- **Passage fourni**:
______________________________

Retour sur son parcours et sa vision du métier de commissaire d'exposition.

Raconte-moi ton (dense) parcours professionnel. Comment en es-tu venu à travailler dans le domaine artistique ?
L'art, c'est une passion qui est née dans mon adolescence, peut-être même l'enfance... J'ai obtenu un bac avec une option arts plastiques puis j'ai suivi des études d'histoire de l'art et d'esthétique. J'ai eu moi-même une pratique d'artiste quand j'étais adolescent et étudiant : peinture, sculpture, installation, son, musique... Mais je ne me suis jamais considéré comme un artiste ! Aujourd'hui, je crois que cette pratique a été très importante pour ce que je fais aujourd'hui.

______________________________

- **Jeu de données**:
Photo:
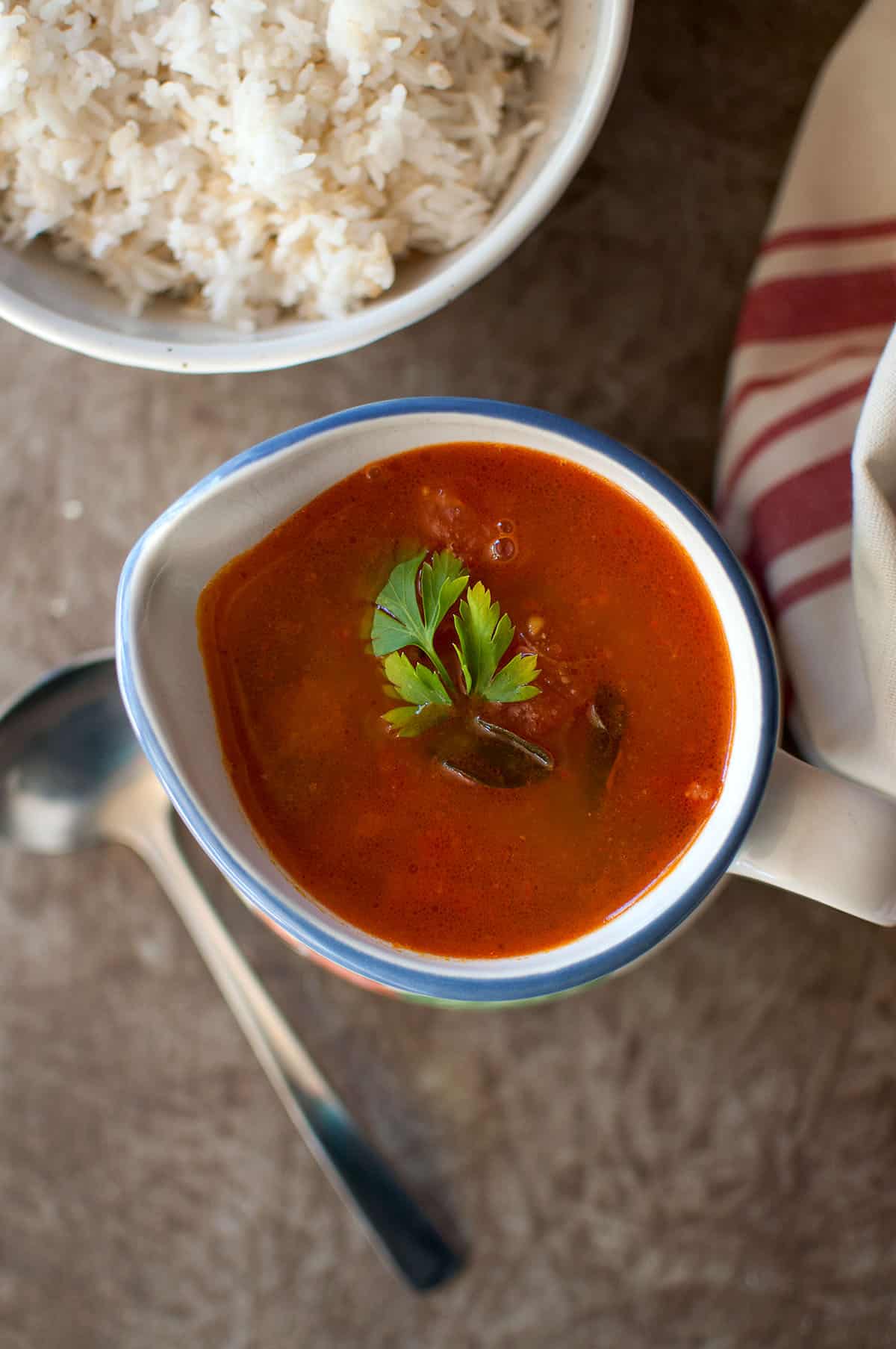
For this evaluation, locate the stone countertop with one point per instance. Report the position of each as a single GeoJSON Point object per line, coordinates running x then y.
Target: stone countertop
{"type": "Point", "coordinates": [700, 1153]}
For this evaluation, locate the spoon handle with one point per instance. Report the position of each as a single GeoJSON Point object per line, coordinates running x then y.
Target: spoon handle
{"type": "Point", "coordinates": [397, 1228]}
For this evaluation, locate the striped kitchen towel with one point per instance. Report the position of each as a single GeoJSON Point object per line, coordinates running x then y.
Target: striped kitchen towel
{"type": "Point", "coordinates": [806, 487]}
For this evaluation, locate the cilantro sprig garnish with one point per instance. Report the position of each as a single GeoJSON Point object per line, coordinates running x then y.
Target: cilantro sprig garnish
{"type": "Point", "coordinates": [485, 635]}
{"type": "Point", "coordinates": [411, 608]}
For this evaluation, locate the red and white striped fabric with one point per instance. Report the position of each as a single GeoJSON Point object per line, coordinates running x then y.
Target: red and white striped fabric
{"type": "Point", "coordinates": [806, 491]}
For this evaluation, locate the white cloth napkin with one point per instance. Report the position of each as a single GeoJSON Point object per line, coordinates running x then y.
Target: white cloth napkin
{"type": "Point", "coordinates": [806, 486]}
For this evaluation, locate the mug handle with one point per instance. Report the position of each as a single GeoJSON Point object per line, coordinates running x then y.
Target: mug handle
{"type": "Point", "coordinates": [824, 837]}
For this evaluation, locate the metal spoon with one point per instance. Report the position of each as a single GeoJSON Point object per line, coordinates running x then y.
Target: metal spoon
{"type": "Point", "coordinates": [72, 775]}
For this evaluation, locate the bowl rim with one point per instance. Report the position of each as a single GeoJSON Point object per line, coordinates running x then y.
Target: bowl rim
{"type": "Point", "coordinates": [264, 352]}
{"type": "Point", "coordinates": [452, 985]}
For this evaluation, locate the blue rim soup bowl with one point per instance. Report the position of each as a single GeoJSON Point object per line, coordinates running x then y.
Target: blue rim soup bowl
{"type": "Point", "coordinates": [165, 691]}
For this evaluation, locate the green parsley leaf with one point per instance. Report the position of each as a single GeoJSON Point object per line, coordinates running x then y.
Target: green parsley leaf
{"type": "Point", "coordinates": [402, 620]}
{"type": "Point", "coordinates": [485, 635]}
{"type": "Point", "coordinates": [399, 621]}
{"type": "Point", "coordinates": [419, 685]}
{"type": "Point", "coordinates": [441, 583]}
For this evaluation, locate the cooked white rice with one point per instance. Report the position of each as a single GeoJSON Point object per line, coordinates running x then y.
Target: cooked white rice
{"type": "Point", "coordinates": [261, 155]}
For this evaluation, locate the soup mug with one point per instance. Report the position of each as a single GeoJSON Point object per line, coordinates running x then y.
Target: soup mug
{"type": "Point", "coordinates": [777, 819]}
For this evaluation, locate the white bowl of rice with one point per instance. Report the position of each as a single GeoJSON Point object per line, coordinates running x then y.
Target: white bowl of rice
{"type": "Point", "coordinates": [255, 184]}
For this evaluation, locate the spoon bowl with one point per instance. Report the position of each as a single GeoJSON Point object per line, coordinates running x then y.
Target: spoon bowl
{"type": "Point", "coordinates": [65, 747]}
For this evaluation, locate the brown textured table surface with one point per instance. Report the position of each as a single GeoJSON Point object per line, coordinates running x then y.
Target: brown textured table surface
{"type": "Point", "coordinates": [700, 1153]}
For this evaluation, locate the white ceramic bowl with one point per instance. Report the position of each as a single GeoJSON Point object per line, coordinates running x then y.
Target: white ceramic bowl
{"type": "Point", "coordinates": [73, 309]}
{"type": "Point", "coordinates": [167, 695]}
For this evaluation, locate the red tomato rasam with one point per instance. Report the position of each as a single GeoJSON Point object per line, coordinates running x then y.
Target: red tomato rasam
{"type": "Point", "coordinates": [374, 826]}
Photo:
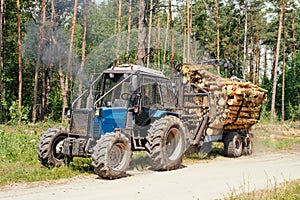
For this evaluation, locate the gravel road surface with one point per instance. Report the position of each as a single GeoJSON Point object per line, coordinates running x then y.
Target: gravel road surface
{"type": "Point", "coordinates": [213, 179]}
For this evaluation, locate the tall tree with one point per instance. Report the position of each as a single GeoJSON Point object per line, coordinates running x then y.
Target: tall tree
{"type": "Point", "coordinates": [83, 48]}
{"type": "Point", "coordinates": [128, 30]}
{"type": "Point", "coordinates": [2, 88]}
{"type": "Point", "coordinates": [19, 61]}
{"type": "Point", "coordinates": [217, 31]}
{"type": "Point", "coordinates": [245, 40]}
{"type": "Point", "coordinates": [119, 30]}
{"type": "Point", "coordinates": [38, 59]}
{"type": "Point", "coordinates": [70, 56]}
{"type": "Point", "coordinates": [141, 33]}
{"type": "Point", "coordinates": [238, 41]}
{"type": "Point", "coordinates": [293, 38]}
{"type": "Point", "coordinates": [149, 32]}
{"type": "Point", "coordinates": [276, 61]}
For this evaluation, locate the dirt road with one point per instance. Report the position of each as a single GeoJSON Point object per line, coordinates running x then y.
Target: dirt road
{"type": "Point", "coordinates": [206, 180]}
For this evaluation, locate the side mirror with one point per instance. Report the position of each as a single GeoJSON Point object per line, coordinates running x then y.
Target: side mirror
{"type": "Point", "coordinates": [67, 112]}
{"type": "Point", "coordinates": [134, 84]}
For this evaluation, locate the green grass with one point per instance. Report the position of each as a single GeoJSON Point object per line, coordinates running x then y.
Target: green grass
{"type": "Point", "coordinates": [286, 191]}
{"type": "Point", "coordinates": [19, 162]}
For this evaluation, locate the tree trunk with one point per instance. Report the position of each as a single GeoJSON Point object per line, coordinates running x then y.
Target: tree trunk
{"type": "Point", "coordinates": [83, 48]}
{"type": "Point", "coordinates": [128, 30]}
{"type": "Point", "coordinates": [2, 72]}
{"type": "Point", "coordinates": [265, 65]}
{"type": "Point", "coordinates": [217, 32]}
{"type": "Point", "coordinates": [238, 44]}
{"type": "Point", "coordinates": [119, 31]}
{"type": "Point", "coordinates": [69, 65]}
{"type": "Point", "coordinates": [283, 86]}
{"type": "Point", "coordinates": [276, 61]}
{"type": "Point", "coordinates": [257, 59]}
{"type": "Point", "coordinates": [283, 72]}
{"type": "Point", "coordinates": [38, 60]}
{"type": "Point", "coordinates": [166, 42]}
{"type": "Point", "coordinates": [251, 58]}
{"type": "Point", "coordinates": [245, 41]}
{"type": "Point", "coordinates": [149, 32]}
{"type": "Point", "coordinates": [172, 34]}
{"type": "Point", "coordinates": [141, 33]}
{"type": "Point", "coordinates": [294, 40]}
{"type": "Point", "coordinates": [19, 62]}
{"type": "Point", "coordinates": [158, 39]}
{"type": "Point", "coordinates": [188, 35]}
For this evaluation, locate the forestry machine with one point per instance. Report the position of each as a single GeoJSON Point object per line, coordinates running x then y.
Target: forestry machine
{"type": "Point", "coordinates": [132, 108]}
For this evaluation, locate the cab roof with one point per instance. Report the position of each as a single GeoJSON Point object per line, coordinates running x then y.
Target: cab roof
{"type": "Point", "coordinates": [131, 69]}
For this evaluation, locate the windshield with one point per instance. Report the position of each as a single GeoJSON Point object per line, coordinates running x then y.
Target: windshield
{"type": "Point", "coordinates": [112, 89]}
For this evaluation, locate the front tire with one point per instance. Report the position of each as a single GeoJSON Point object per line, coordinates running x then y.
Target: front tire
{"type": "Point", "coordinates": [50, 147]}
{"type": "Point", "coordinates": [111, 156]}
{"type": "Point", "coordinates": [247, 146]}
{"type": "Point", "coordinates": [233, 145]}
{"type": "Point", "coordinates": [166, 143]}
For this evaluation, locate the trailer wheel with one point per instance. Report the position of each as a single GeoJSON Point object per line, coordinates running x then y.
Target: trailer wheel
{"type": "Point", "coordinates": [166, 143]}
{"type": "Point", "coordinates": [111, 156]}
{"type": "Point", "coordinates": [233, 145]}
{"type": "Point", "coordinates": [247, 146]}
{"type": "Point", "coordinates": [50, 147]}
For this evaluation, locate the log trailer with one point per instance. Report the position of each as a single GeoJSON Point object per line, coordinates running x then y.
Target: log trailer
{"type": "Point", "coordinates": [132, 108]}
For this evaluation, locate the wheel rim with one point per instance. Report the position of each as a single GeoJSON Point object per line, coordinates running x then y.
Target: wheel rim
{"type": "Point", "coordinates": [116, 157]}
{"type": "Point", "coordinates": [172, 144]}
{"type": "Point", "coordinates": [57, 148]}
{"type": "Point", "coordinates": [249, 146]}
{"type": "Point", "coordinates": [238, 145]}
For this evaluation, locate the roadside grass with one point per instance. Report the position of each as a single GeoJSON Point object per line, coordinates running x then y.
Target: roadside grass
{"type": "Point", "coordinates": [289, 190]}
{"type": "Point", "coordinates": [19, 163]}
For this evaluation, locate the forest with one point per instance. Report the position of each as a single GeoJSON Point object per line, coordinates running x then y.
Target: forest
{"type": "Point", "coordinates": [48, 48]}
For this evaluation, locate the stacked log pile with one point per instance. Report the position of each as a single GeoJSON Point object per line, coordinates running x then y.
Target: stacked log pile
{"type": "Point", "coordinates": [234, 105]}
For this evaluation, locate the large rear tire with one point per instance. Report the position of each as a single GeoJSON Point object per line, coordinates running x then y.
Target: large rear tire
{"type": "Point", "coordinates": [233, 145]}
{"type": "Point", "coordinates": [247, 146]}
{"type": "Point", "coordinates": [111, 156]}
{"type": "Point", "coordinates": [50, 147]}
{"type": "Point", "coordinates": [166, 143]}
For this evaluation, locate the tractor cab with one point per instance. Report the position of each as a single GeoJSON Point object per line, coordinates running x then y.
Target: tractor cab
{"type": "Point", "coordinates": [127, 96]}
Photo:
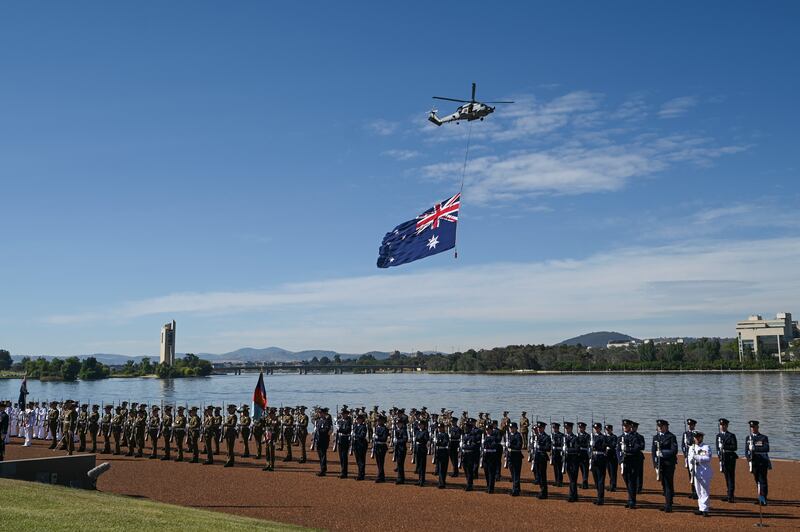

______________________________

- **Votre tâche**: Recopiez fidèlement l'extrait de l'entretien sur le métier de commissaire d'exposition, en commençant par "Retour sur son" et en poursuivant jusqu'à "je fais aujourd'hui.".

- **Réponse ci-dessous**:
Retour sur son parcours et sa vision du métier de commissaire d'exposition.

Raconte-moi ton (dense) parcours professionnel. Comment en es-tu venu à travailler dans le domaine artistique ?
L'art, c'est une passion qui est née dans mon adolescence, peut-être même l'enfance... J'ai obtenu un bac avec une option arts plastiques puis j'ai suivi des études d'histoire de l'art et d'esthétique. J'ai eu moi-même une pratique d'artiste quand j'étais adolescent et étudiant : peinture, sculpture, installation, son, musique... Mais je ne me suis jamais considéré comme un artiste ! Aujourd'hui, je crois que cette pratique a été très importante pour ce que je fais aujourd'hui.